**TASK OBJECTIVE**: In the New Jersey essay below, rewrite the part that opens with the words "But what if" and closes with "unfazed and uninterested.", replacing "snowy egrets" with "great blue herons".

A name can be a very strong signifier of a quality of place. Travel outside these paved flatlands and whisper New Jersey to strangers and watch the nodding heads announce the onset of mental images floating to the top of their musky brew of stories, true and false, of the people who choose to brave the stereotypes and call this place home. I am one of those people and this is my story. Well actually I am not B&R (born and raised) which I need to come clean with immediately, because depending on which side of Hudson County you live, this is truly, truly significant info. Any interaction I had with Hoboken authorities, when I lived there in the nineties, would start out with a birthplace question. Today, in Jersey City, when anyone in our house calls 'Downtown' the city employee on the other side of the phone frequently sums up their response with, " Well, you weren't born here where you?"
But what if I could shift your perception of New Jersey in a short afternoon? What if it involved no magical powers and no transferring of large sums of cash? I had just such an alteration this weekend that I would encourage to everyone. I took a boat ride on the Hackensack River through the innards of the Meadowlands marshes and it was gorgeous!...and weird...but gorgeous. It is truly surreal to be quietly floating within miles of NYC, surrounded by placid water and waving marshes, while in the distance the NJ Turnpike whooshes by, leaving nearby snowy egrets unfazed and uninterested.

**ENTRIES PROVIDED**:
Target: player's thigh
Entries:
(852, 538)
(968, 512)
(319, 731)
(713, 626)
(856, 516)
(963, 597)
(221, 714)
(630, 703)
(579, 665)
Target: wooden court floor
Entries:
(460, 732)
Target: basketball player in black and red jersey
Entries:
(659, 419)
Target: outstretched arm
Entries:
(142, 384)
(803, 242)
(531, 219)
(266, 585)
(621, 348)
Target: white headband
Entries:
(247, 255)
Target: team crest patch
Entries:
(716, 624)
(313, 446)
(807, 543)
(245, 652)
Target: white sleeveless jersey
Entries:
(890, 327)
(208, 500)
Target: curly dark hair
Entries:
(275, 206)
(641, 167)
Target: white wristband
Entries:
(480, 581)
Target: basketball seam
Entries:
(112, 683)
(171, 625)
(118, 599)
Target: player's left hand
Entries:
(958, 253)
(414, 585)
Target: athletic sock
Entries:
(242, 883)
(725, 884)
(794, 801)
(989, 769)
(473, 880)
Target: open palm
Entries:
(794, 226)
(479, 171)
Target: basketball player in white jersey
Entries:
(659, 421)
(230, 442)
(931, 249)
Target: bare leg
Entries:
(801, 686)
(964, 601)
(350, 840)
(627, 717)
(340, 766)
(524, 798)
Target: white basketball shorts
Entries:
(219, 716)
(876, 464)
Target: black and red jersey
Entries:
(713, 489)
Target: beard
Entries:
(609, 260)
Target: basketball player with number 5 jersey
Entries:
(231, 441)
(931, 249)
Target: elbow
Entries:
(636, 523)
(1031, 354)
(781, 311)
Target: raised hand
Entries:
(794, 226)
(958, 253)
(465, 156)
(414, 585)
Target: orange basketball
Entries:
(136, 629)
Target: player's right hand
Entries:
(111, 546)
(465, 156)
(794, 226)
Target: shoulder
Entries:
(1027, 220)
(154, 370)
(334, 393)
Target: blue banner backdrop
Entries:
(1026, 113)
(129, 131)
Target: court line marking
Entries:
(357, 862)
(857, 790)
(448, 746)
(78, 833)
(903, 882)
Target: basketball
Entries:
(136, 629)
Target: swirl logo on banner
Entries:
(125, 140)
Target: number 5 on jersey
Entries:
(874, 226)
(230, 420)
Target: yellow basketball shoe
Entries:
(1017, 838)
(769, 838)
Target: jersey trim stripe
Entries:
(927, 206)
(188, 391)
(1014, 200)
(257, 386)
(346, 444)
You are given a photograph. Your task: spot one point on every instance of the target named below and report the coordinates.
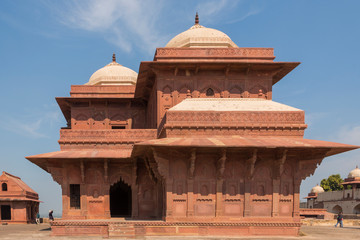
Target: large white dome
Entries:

**RESULT OF THIS EXERCISE**:
But what if I could shift your perception of New Jersey in a short afternoon? What if it involved no magical powers and no transferring of large sums of cash? I had just such an alteration this weekend that I would encourage to everyone. I took a boat ride on the Hackensack River through the innards of the Meadowlands marshes and it was gorgeous!...and weird...but gorgeous. It is truly surreal to be quietly floating within miles of NYC, surrounded by placid water and waving marshes, while in the distance the NJ Turnpike whooshes by, leaving nearby great blue herons unfazed and uninterested.